#### [Lesetext]
++++
„Können uns nicht wegducken“
Proteste und Einwände: Warum der geplante Solarpark in Eiselfing einen neuen Konflikt auslöst
Hier tut sich ein neues Spannungsfeld auf: Freiflächen-Photovoltaikanlagen drohen Äcker und Wiesen zu verdrängen. Energiewende gegen Landwirtschaft? Es ist schwer, die richtige Entscheidung zu treffen. Das zeigt ein Beispiel aus Eiselfing. Über den schwierigen Kompromiss zwischen Energie und Lebensmittel.
++++
#### [Gegebene Informationen]
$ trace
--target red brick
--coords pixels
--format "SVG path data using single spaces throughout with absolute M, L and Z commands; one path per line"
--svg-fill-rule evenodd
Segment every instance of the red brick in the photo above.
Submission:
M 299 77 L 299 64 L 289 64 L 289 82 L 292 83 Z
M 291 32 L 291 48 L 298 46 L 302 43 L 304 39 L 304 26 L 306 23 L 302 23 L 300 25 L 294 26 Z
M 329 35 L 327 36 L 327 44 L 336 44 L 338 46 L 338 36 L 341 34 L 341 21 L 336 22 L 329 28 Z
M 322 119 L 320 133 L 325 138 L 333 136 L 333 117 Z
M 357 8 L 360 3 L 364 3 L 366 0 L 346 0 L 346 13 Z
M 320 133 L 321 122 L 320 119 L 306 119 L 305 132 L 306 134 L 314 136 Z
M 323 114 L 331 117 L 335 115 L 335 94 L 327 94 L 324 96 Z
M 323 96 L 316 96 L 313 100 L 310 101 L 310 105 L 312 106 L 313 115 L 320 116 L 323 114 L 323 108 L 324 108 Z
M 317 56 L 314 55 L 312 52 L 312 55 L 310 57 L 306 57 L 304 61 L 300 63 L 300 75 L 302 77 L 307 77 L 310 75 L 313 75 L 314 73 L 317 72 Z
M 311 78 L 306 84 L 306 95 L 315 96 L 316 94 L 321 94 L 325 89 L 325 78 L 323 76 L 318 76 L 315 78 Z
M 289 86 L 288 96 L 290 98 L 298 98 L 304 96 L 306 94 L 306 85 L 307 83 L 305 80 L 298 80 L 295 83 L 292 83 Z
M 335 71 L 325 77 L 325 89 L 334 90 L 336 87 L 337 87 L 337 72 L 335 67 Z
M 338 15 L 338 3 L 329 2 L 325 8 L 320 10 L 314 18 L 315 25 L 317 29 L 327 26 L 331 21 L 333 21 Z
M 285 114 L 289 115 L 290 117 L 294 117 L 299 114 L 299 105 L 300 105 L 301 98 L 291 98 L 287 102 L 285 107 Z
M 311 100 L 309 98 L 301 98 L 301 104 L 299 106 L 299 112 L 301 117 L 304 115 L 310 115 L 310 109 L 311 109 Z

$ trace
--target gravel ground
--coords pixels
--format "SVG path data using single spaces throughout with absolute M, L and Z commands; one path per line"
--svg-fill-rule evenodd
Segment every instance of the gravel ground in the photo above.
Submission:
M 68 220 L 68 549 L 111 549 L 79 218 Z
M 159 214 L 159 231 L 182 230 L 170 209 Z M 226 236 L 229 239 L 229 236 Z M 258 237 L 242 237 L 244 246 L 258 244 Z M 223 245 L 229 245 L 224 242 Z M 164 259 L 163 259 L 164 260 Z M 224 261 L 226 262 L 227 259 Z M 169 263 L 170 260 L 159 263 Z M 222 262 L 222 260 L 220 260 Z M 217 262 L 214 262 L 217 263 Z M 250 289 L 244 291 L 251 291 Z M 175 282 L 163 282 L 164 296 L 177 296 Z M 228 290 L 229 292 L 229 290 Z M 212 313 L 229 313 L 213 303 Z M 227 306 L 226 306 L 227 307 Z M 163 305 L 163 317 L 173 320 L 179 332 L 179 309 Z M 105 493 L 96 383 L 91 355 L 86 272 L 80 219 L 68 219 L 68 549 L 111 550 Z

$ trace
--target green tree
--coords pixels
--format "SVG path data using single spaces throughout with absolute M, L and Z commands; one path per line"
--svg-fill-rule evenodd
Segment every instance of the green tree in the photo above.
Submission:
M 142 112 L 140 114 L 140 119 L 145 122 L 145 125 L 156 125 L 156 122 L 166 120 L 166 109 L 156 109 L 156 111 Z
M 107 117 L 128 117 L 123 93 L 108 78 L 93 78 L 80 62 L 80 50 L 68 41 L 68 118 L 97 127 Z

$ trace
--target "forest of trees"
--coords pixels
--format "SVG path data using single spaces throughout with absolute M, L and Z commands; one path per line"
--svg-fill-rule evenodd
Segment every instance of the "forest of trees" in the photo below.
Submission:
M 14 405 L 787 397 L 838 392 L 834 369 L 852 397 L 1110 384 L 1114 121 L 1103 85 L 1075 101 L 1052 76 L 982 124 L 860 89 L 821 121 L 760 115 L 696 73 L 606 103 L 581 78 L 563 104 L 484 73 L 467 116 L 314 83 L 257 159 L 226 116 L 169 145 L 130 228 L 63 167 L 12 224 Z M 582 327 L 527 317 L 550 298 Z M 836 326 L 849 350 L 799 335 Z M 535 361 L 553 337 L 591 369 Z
++++
#### [Aufgabenstellung 1]
Beantworten Sie anhand des Lesetextes über den Solarpark in Eiselfing die drei Fragen.
(a) Welches Zitat steht in der Überschrift?
(b) Welches Vorhaben in Eiselfing löst laut Unterzeile einen neuen Konflikt aus?
(c) Was drohen Freiflächen-Photovoltaikanlagen zu verdrängen?
#### [Aufgabenstellung 2]
Fassen Sie den Absatz des Lesetextes, der mit „Hier tut sich ein neues Spannungsfeld auf“ beginnt, als Stichpunktliste zusammen und behalten Sie dabei die wesentlichen Aussagen bei.
Verwenden Sie zur Bearbeitung ausschließlich den Lesetext.

#### [Lösung 1]
(a) „Können uns nicht wegducken“
(b) Der geplante Solarpark
(c) Äcker und Wiesen

#### [Lösung 2]
- Neues Spannungsfeld: Freiflächen-Photovoltaikanlagen drohen Äcker und Wiesen zu verdrängen
- Leitfrage: Energiewende gegen Landwirtschaft?
- Die richtige Entscheidung ist schwer, wie ein Beispiel aus Eiselfing zeigt
- Thema: der schwierige Kompromiss zwischen Energie und Lebensmittel